08 Mai 2020
Neste período tão estranho, a impossibilidade de frequentar os sacramentos e a missa põe o povo cristão diante de uma situação inédita, que levanta diversas interrogações.
A opinião é da neuropsiquiatra infantil e psicoterapeuta italiana Mariolina Ceriotti Migliarese, em artigo publicado em Avvenire, 07-05-2020. A tradução é de Moisés Sbardelotto.
O que a fé tem a ver com o alfabeto dos afetos? O fato é que a fé, aquela de verdade, tem a ver com tudo: com os afetos, com os pensamentos, com a vida.
Neste período tão estranho, a impossibilidade de frequentar os sacramentos e a missa põe o povo cristão diante de uma situação inédita, que levanta diversas interrogações.
Na discussão que foi aberta em muitas mídias, um comentário que eu vi no Facebook me fez refletir de modo particular. Uma pessoa que eu conheço, distante da fé, mas não hostil de modo prejudicial, escreve: por que os cristãos não podem renunciar por um tempo aos seus ritos em vista da saúde de todos e do bem comum?
Parece-me que essa pergunta expressa muito bem a subvalorização geral daquilo que os fiéis, por sua vez, levantam como uma questão crucial e que é a consequência lógica precisamente desse pensamento: isto é, que a Eucaristia é, para nós, “um rito”. Um rito certamente importante, respeitável, dotado de um forte valor simbólico e identitário, mas, como todos os ritos, certamente não indispensável em tempos de crise, porque a vida concreta vem antes de todo rito, mesmo que importante.
Mas, na verdade, o que nos falta é um rito? Um rito muito bonito, profundo, cheio de significados simbólicos, rico em valor identitário? É disso que se trata?
Eu acho que responder a essa pergunta é importante, porque a questão traz à tona como é profunda e generalizada hoje a incompreensão sobre o verdadeiro significado da fé. Nós devemos responder: não, não se trata apenas de um rito, nem da simples memória de um evento antigo, porque, no Sacramento, expressamos a certeza de encontrar Alguém.
A fé, para nós, é crer que, na Eucaristia, encontramos uma Pessoa viva, concreta e tangível: a Pessoa do Ressuscitado. A fé nos diz que não se trata de um encontro simbólico, mas sim de um encontro que tem a mesma consistência e realidade de um abraço, o encontro com uma Pessoa amada e que nos ama. Nós cremos em uma Presença concreta e vamos com alegria encontrar concretamente (não simbolicamente) Alguém que amamos.

TRECHO DOS DADOS ::
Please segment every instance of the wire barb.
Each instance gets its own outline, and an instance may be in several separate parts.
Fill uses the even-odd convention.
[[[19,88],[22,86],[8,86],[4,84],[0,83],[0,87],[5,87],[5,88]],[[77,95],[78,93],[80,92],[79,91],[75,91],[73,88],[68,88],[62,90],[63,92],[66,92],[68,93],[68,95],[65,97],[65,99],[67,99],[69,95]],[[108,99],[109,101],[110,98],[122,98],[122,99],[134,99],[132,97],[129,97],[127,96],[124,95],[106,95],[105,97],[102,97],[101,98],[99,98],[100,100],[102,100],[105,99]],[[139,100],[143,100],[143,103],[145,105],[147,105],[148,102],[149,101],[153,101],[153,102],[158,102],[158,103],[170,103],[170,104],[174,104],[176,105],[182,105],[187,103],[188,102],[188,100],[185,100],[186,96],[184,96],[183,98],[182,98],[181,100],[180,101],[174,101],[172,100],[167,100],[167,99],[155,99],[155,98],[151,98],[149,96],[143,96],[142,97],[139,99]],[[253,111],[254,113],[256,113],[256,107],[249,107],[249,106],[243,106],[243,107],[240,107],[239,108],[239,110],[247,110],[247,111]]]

OBJETIVOS ::
1) Resuma em duas frases o texto sobre a Eucaristia.
2) Escreva a continuação do texto sobre a Eucaristia a partir da última frase.
As linhas não têm nenhum papel aqui.

RESPOSTAS ::
1) A impossibilidade de frequentar a missa e os sacramentos neste período levanta perguntas, como a de uma pessoa distante da fé que questiona por que os cristãos não podem renunciar por um tempo aos seus ritos em vista do bem comum. A autora responde que a Eucaristia não é apenas um rito, mas o encontro concreto com uma Pessoa viva, o Ressuscitado, tão real quanto um abraço.

2)
Mas, se cremos e afirmamos isso abertamente e com simplicidade, torna-se subitamente evidente também para nós algo que geralmente não conseguimos perceber em todo o seu verdadeiro porte e que muitas vezes não consideramos até o fim, com todas as consequências que poderia envolver: que a fé no Cristo crucificado, ressuscitado e sempre presente representa, para todos os efeitos, um verdadeiro salto lógico, um salto para outra dimensão, algo incrível e verdadeiramente inédito. Algo que beira a loucura, mas que pode mudar realmente a vida.
Essa foi a maravilha e a dureza da mensagem cristã desde as origens: a entrada concreta, física de Deus no nosso mundo. A presença de Deus com um corpo que toca, acaricia, ama, sofre, morre. Um Deus morto e ressuscitado que não está alhures, mas permanece conosco e continua tocando, acariciando, amando; continua sofrendo com quem sofre e morrendo com quem morre.
A nossa religião coloca no centro a concretude do corpo, dá valor à concretude do gesto. O cristão não vive de símbolos, mas sim de uma realidade mais verdadeira e real do que qualquer outra realidade contingente. Ainda cremos nisso de verdade?
Talvez essa impossibilidade de participar da Eucaristia não afete apenas o sacrossanto princípio da nossa liberdade de culto, mas também constitua uma ferida capaz também de abrir um caminho. Uma ferida que pode se transformar em uma oportunidade preciosa: a de sair de uma fé domesticada, que perdeu a sua maravilha e a sua dureza, para reencontrar o fato de ser, ao mesmo tempo, tolice, escândalo, alegria e possibilidade. Aquela que nos permite ter o olhar livre daqueles que não precisam se encastelar ou se defender, mas vive toda circunstância como uma nova oportunidade: a de participar dia após dia da eterna criação de Deus.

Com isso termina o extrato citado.